RECORDS SUPPLIED:
★ ★ ★ ★ ★ ★ ★

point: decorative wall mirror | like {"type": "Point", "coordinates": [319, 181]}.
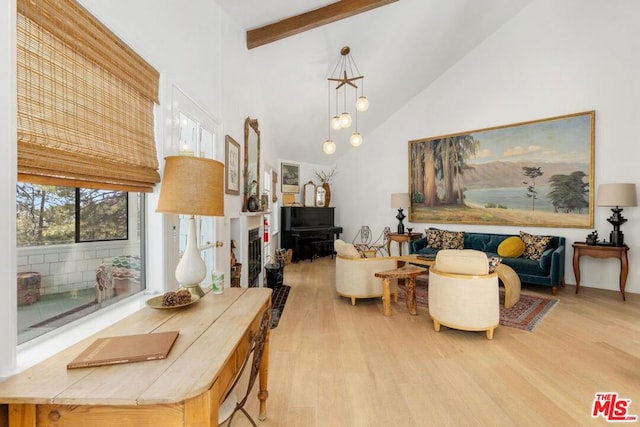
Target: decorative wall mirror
{"type": "Point", "coordinates": [251, 162]}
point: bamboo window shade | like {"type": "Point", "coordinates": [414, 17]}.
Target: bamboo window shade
{"type": "Point", "coordinates": [85, 102]}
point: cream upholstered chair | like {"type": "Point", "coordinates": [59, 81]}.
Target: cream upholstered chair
{"type": "Point", "coordinates": [462, 292]}
{"type": "Point", "coordinates": [355, 275]}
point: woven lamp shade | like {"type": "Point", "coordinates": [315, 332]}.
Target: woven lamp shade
{"type": "Point", "coordinates": [192, 186]}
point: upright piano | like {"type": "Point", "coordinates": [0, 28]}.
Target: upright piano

★ ★ ★ ★ ★ ★ ★

TO DO: Transcribe the full listing above exactly as it stands, minus the pictures.

EXERCISE RESULT:
point: decorative wall mirror | like {"type": "Point", "coordinates": [319, 181]}.
Target: decorative wall mirror
{"type": "Point", "coordinates": [251, 162]}
point: bamboo window shade | like {"type": "Point", "coordinates": [414, 17]}.
Target: bamboo window shade
{"type": "Point", "coordinates": [85, 102]}
point: cream upholstered chair | like {"type": "Point", "coordinates": [59, 81]}.
Target: cream upholstered chair
{"type": "Point", "coordinates": [462, 292]}
{"type": "Point", "coordinates": [355, 275]}
point: woven lamp shade | like {"type": "Point", "coordinates": [315, 332]}.
Target: woven lamp shade
{"type": "Point", "coordinates": [192, 186]}
point: upright piano | like {"type": "Point", "coordinates": [0, 28]}.
Target: upright piano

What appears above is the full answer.